> _Task_: Return the lines below unchanged, starting with the first one and going on through the line that contains "pixel 26 90", with both of those lines included.

┌─ Records for the exercise

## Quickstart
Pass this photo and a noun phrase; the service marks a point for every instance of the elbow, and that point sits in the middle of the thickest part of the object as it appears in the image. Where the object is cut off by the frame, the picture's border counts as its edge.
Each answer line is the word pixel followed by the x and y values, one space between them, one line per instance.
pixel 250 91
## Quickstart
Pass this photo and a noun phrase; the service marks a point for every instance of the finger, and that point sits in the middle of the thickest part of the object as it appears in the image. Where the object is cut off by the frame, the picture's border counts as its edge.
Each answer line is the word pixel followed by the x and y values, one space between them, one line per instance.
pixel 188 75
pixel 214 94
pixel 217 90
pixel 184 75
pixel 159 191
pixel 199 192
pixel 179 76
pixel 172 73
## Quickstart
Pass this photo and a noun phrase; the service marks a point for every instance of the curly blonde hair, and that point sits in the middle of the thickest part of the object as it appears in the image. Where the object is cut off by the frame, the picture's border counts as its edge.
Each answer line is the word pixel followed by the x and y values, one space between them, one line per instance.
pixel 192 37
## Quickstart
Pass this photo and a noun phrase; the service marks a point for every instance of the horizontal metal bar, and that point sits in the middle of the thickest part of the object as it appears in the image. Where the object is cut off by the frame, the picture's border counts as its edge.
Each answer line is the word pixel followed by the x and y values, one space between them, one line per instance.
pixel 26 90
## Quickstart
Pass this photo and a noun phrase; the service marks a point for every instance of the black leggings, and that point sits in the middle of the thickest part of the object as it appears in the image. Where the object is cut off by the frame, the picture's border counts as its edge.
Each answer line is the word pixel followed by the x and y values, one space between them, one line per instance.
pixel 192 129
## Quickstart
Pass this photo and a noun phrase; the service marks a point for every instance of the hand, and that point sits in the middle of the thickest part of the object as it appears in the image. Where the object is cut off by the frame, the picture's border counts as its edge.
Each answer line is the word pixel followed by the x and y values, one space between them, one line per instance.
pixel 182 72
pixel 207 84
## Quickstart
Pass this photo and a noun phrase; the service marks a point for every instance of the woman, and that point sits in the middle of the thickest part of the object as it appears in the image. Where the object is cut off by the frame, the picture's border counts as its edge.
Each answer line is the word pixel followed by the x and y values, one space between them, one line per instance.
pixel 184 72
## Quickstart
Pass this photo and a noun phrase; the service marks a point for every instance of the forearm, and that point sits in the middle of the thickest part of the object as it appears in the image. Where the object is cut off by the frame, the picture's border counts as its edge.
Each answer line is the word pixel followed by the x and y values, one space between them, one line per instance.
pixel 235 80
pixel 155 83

└─

> _Response to this task_:
## Quickstart
Pass this photo and a noun phrase; the service marks a point for every instance of the elbow, and that point sits in the middle of the thickest part of the object as it appears in the image. Where the object is cut off by the frame, the picture's border counts as its edge.
Each answer line is the word pixel followed by the x and y values, one space between them, one line per instance.
pixel 250 91
## Quickstart
Pass this photo and a noun phrase; the service marks a point for every instance of the finger, and that point sits in the middle of the thickest part of the object as it appears in the image. Where the object is cut off by the frame, the picture's border counts as its edge.
Each answer line is the word pixel followed by the x and y values, one space between them, one line per instance.
pixel 188 75
pixel 214 94
pixel 217 90
pixel 184 75
pixel 159 191
pixel 199 192
pixel 179 76
pixel 172 73
## Quickstart
Pass this photo and a noun phrase; the service marks a point for every instance of the curly blonde hair, and that point sits in the middle of the thickest part of the object as it appears in the image. Where the object is cut off by the frame, the picture's border counts as its edge.
Each answer line is the word pixel followed by the x and y values, one space between them, one line per instance.
pixel 192 37
## Quickstart
Pass this photo and a noun phrase; the service marks a point for every instance of the horizontal metal bar, and that point sits in the middle of the thickest part of the object as it appears in the image. Where the object is cut off by the frame, the picture's border counts as its edge.
Each answer line is the word pixel followed by the x and y values, one space between them, one line per instance.
pixel 26 90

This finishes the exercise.